- _What you need to do_:
Render the listing below, from the line with "Query: orange frosted cookie" to the line with "(309, 1314)" (both ends included), as a JSON list of strings, one string per line. Skip blank lines and omit the pictures.

- _Input records_:
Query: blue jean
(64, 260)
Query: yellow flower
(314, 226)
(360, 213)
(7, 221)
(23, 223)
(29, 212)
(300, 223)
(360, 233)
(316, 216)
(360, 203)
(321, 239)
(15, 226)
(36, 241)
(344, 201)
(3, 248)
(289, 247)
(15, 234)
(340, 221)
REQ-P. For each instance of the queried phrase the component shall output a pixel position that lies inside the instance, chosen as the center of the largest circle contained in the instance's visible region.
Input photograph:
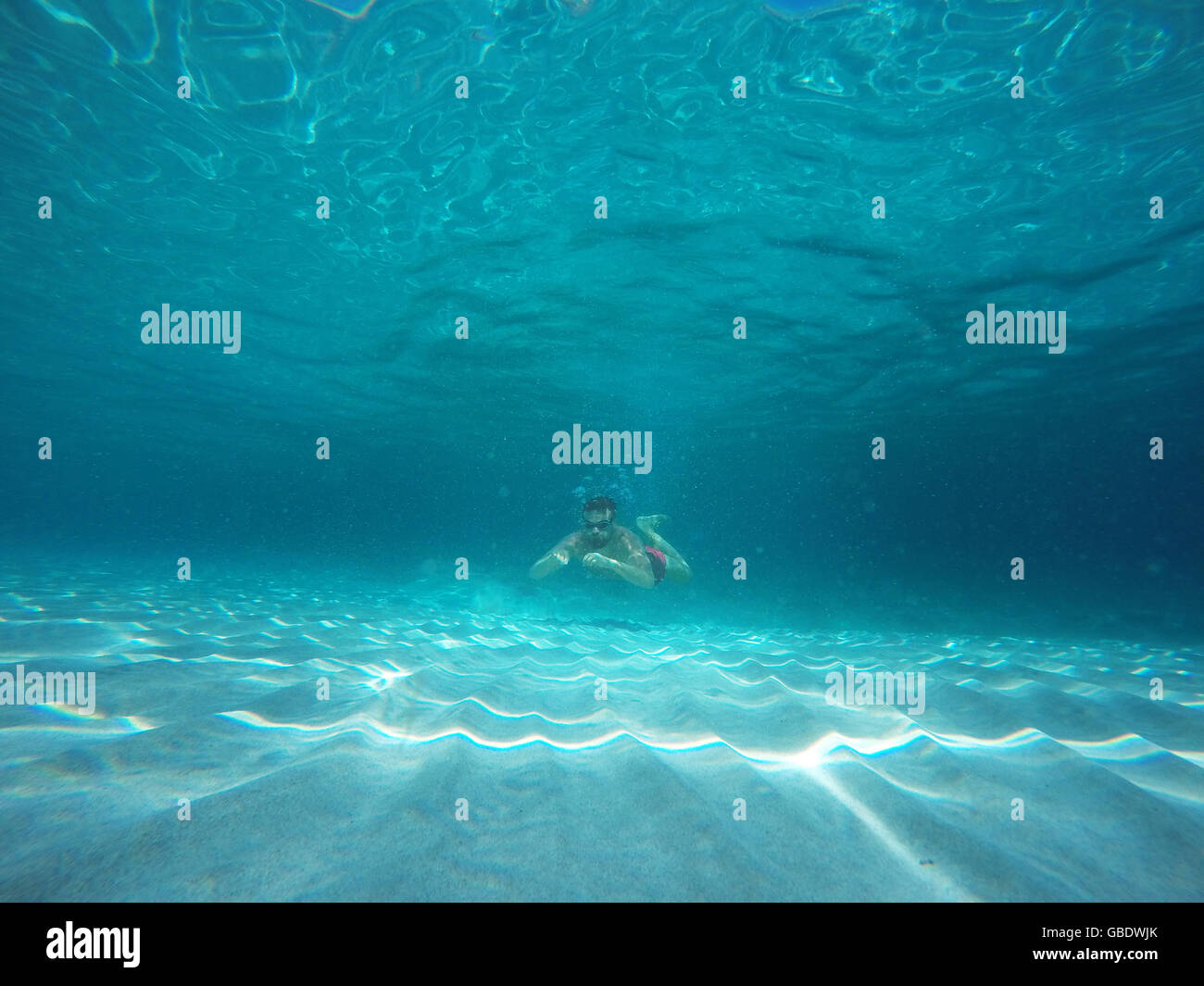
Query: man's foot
(649, 524)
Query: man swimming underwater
(606, 548)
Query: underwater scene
(595, 450)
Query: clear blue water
(718, 208)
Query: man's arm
(557, 559)
(634, 573)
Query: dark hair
(600, 504)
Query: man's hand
(596, 562)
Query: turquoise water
(450, 680)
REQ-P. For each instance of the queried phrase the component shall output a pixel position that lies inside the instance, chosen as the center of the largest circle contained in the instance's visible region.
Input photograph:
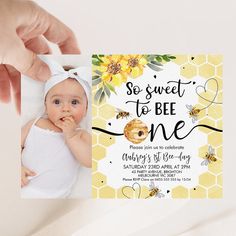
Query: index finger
(63, 36)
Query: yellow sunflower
(113, 70)
(135, 65)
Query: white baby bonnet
(82, 74)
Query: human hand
(26, 26)
(68, 127)
(25, 172)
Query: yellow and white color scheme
(157, 126)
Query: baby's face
(66, 99)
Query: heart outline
(133, 188)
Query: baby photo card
(56, 130)
(157, 126)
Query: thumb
(26, 61)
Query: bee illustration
(122, 114)
(209, 157)
(193, 112)
(155, 191)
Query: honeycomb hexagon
(129, 192)
(99, 180)
(213, 84)
(207, 179)
(205, 97)
(188, 71)
(180, 59)
(98, 152)
(106, 139)
(206, 71)
(198, 59)
(198, 192)
(206, 121)
(98, 122)
(219, 71)
(107, 192)
(203, 150)
(144, 192)
(179, 192)
(215, 139)
(215, 192)
(215, 167)
(106, 111)
(215, 111)
(202, 113)
(215, 59)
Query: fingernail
(43, 73)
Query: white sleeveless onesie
(46, 153)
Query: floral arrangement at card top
(110, 71)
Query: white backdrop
(152, 26)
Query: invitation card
(157, 126)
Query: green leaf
(158, 58)
(96, 81)
(98, 72)
(111, 88)
(150, 57)
(107, 91)
(98, 95)
(102, 97)
(96, 62)
(166, 58)
(153, 67)
(95, 77)
(156, 63)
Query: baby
(55, 145)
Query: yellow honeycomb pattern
(211, 182)
(206, 66)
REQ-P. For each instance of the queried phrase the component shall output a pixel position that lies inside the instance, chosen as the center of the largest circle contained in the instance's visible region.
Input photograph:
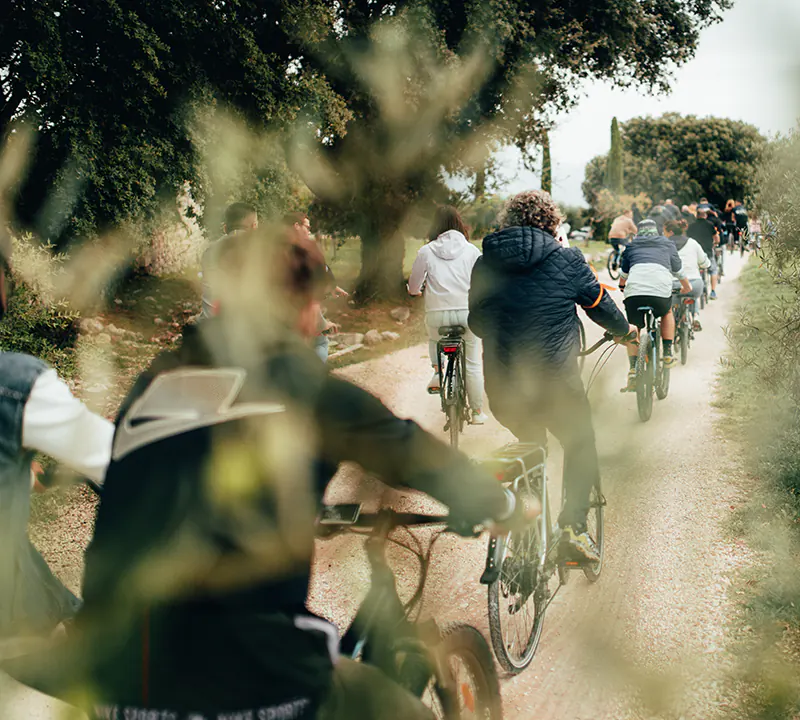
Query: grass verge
(760, 414)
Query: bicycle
(683, 311)
(651, 373)
(450, 669)
(452, 381)
(521, 566)
(704, 294)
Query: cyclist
(648, 267)
(38, 413)
(522, 302)
(239, 217)
(197, 576)
(742, 221)
(693, 259)
(622, 229)
(444, 267)
(707, 237)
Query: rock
(91, 325)
(350, 338)
(373, 337)
(400, 314)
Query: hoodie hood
(449, 245)
(517, 249)
(680, 241)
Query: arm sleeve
(59, 425)
(418, 272)
(480, 293)
(357, 427)
(676, 264)
(597, 303)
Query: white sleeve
(57, 424)
(418, 272)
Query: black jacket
(523, 299)
(226, 509)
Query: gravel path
(648, 640)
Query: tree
(683, 158)
(547, 170)
(614, 174)
(381, 97)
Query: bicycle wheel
(612, 265)
(517, 601)
(644, 378)
(683, 335)
(594, 526)
(470, 688)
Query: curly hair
(532, 208)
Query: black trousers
(533, 403)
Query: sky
(754, 50)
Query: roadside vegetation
(760, 394)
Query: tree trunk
(381, 277)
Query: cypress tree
(614, 170)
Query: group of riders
(672, 255)
(194, 595)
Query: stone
(350, 338)
(400, 314)
(373, 337)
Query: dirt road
(648, 640)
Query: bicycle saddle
(452, 331)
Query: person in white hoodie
(694, 260)
(444, 268)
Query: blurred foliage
(383, 95)
(684, 158)
(37, 323)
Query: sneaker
(579, 545)
(631, 386)
(479, 417)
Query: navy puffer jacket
(523, 299)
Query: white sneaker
(479, 417)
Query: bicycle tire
(582, 334)
(684, 339)
(467, 644)
(595, 528)
(501, 591)
(644, 379)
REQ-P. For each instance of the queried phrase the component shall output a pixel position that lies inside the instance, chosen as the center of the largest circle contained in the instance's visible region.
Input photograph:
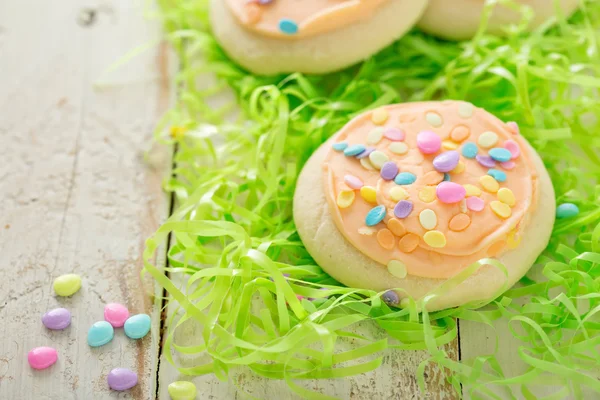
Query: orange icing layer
(312, 17)
(487, 235)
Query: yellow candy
(502, 210)
(345, 198)
(506, 196)
(67, 285)
(435, 239)
(369, 194)
(489, 184)
(397, 193)
(379, 116)
(427, 194)
(472, 190)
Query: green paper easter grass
(233, 232)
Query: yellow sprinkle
(427, 194)
(506, 196)
(435, 239)
(397, 193)
(472, 190)
(502, 210)
(398, 148)
(380, 116)
(489, 184)
(369, 194)
(345, 198)
(397, 268)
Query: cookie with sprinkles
(309, 36)
(433, 209)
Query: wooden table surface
(80, 191)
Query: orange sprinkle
(409, 242)
(459, 222)
(385, 239)
(396, 227)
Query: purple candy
(121, 379)
(389, 170)
(446, 161)
(403, 208)
(56, 319)
(486, 161)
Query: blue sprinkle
(567, 210)
(405, 178)
(500, 154)
(498, 175)
(340, 146)
(288, 26)
(354, 150)
(470, 150)
(375, 216)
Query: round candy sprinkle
(121, 379)
(489, 184)
(567, 210)
(67, 285)
(428, 142)
(397, 268)
(405, 178)
(56, 319)
(116, 314)
(488, 139)
(182, 390)
(500, 154)
(470, 150)
(389, 170)
(446, 161)
(450, 192)
(403, 208)
(369, 194)
(394, 134)
(341, 146)
(137, 326)
(435, 239)
(42, 357)
(288, 26)
(354, 150)
(375, 216)
(500, 209)
(100, 333)
(428, 219)
(475, 204)
(353, 182)
(399, 148)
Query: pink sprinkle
(394, 134)
(450, 192)
(42, 357)
(428, 142)
(513, 147)
(475, 203)
(353, 182)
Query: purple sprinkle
(389, 170)
(446, 161)
(486, 161)
(403, 208)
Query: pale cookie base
(319, 54)
(460, 19)
(345, 263)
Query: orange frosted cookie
(431, 187)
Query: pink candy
(428, 142)
(116, 314)
(42, 357)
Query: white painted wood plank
(75, 192)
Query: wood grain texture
(76, 194)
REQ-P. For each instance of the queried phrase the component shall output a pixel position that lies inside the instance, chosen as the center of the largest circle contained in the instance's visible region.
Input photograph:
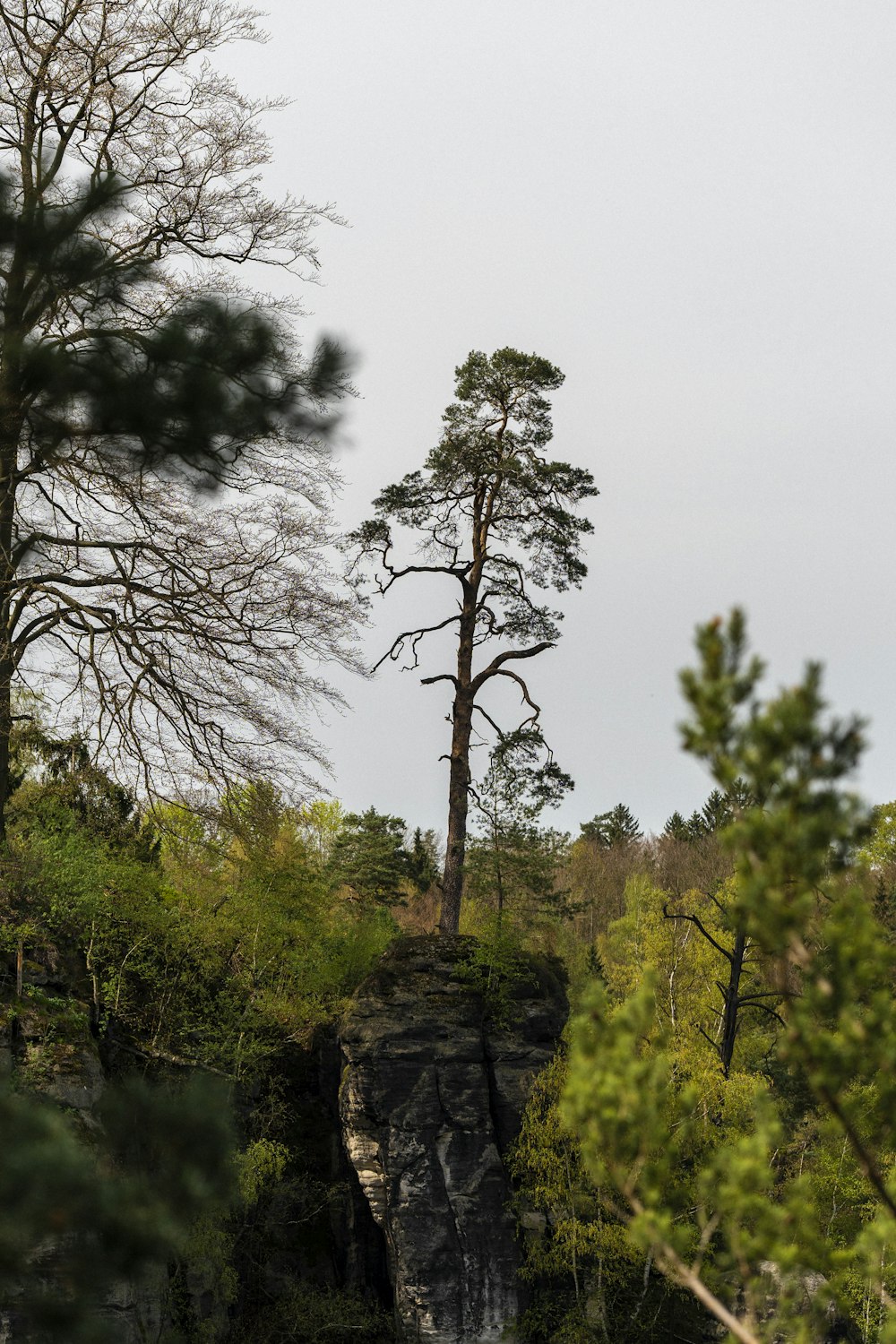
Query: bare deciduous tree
(134, 368)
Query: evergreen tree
(498, 521)
(613, 828)
(370, 857)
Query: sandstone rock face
(430, 1098)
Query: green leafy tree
(759, 1202)
(132, 371)
(497, 519)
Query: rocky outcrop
(432, 1096)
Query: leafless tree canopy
(187, 629)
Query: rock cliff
(430, 1098)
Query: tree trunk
(731, 996)
(458, 801)
(460, 761)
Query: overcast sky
(691, 209)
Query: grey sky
(691, 209)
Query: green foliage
(73, 1220)
(370, 857)
(587, 1277)
(786, 1163)
(616, 827)
(309, 1314)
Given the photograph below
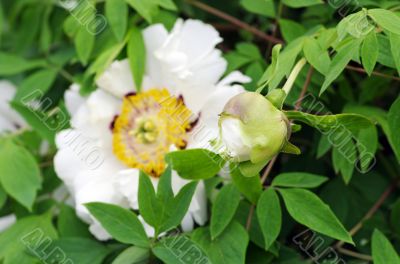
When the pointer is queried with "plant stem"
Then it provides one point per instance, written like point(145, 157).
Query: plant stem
point(293, 75)
point(354, 254)
point(305, 87)
point(361, 70)
point(234, 21)
point(238, 23)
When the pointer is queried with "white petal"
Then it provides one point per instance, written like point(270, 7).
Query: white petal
point(5, 124)
point(234, 77)
point(98, 231)
point(198, 205)
point(147, 228)
point(196, 39)
point(154, 37)
point(117, 79)
point(127, 182)
point(7, 221)
point(187, 223)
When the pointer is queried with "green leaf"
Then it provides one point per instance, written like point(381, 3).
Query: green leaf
point(149, 206)
point(167, 4)
point(395, 48)
point(386, 19)
point(137, 56)
point(382, 251)
point(269, 216)
point(260, 7)
point(229, 247)
point(177, 209)
point(20, 173)
point(298, 180)
point(249, 169)
point(339, 62)
point(25, 238)
point(282, 64)
point(133, 255)
point(69, 225)
point(394, 126)
point(250, 187)
point(84, 43)
point(291, 30)
point(164, 188)
point(11, 64)
point(82, 250)
point(326, 123)
point(369, 52)
point(316, 56)
point(122, 224)
point(36, 84)
point(117, 16)
point(344, 159)
point(195, 164)
point(224, 209)
point(357, 25)
point(46, 126)
point(306, 208)
point(301, 3)
point(45, 34)
point(1, 20)
point(179, 249)
point(395, 216)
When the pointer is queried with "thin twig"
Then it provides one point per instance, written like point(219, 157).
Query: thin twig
point(235, 21)
point(305, 87)
point(268, 170)
point(263, 179)
point(269, 38)
point(361, 70)
point(354, 254)
point(250, 217)
point(272, 162)
point(371, 211)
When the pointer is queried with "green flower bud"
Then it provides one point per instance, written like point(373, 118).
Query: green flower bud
point(252, 128)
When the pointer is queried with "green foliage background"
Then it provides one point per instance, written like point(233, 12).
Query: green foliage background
point(352, 55)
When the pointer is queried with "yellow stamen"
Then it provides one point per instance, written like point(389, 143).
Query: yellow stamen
point(149, 124)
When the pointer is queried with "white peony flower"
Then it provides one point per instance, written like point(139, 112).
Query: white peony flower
point(115, 132)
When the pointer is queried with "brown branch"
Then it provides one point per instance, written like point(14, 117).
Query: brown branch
point(235, 21)
point(272, 162)
point(250, 217)
point(361, 70)
point(354, 254)
point(371, 211)
point(271, 39)
point(305, 87)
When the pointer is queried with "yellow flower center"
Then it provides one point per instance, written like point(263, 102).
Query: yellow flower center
point(149, 124)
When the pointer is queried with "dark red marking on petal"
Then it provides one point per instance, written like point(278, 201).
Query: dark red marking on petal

- _Answer for the task_:
[
  "Query: orange frosted cookie",
  "(431, 187)",
  "Query: pink candy",
  "(428, 142)",
  "(116, 314)",
  "(42, 357)",
  "Query: white painted wood plank",
  "(75, 192)",
  "Query: wood grain texture",
  "(76, 194)",
  "REQ-P. For each instance of the queried phrase the component shall output a pixel position that lies inside the instance, chosen as the center of the largest circle contained in the instance's visible region.",
  "Input photograph:",
  "Query: bare deciduous tree",
  "(134, 368)",
  "Query: evergreen tree",
  "(498, 521)",
  "(613, 828)",
  "(370, 857)",
  "Query: sandstone rock face",
  "(430, 1098)",
  "Query: green leafy tree",
  "(759, 1202)",
  "(132, 371)",
  "(497, 519)",
  "Query: rocky outcrop",
  "(432, 1096)",
  "Query: leafless tree canopy",
  "(187, 629)",
  "Query: rock cliff",
  "(430, 1098)",
  "Query: tree trunk",
  "(731, 996)",
  "(458, 801)",
  "(460, 761)",
  "Query: overcast sky",
  "(691, 209)",
  "Query: grey sky",
  "(691, 209)",
  "Query: green foliage",
  "(73, 1220)",
  "(370, 857)",
  "(587, 1277)",
  "(786, 1163)",
  "(616, 827)",
  "(309, 1314)"
]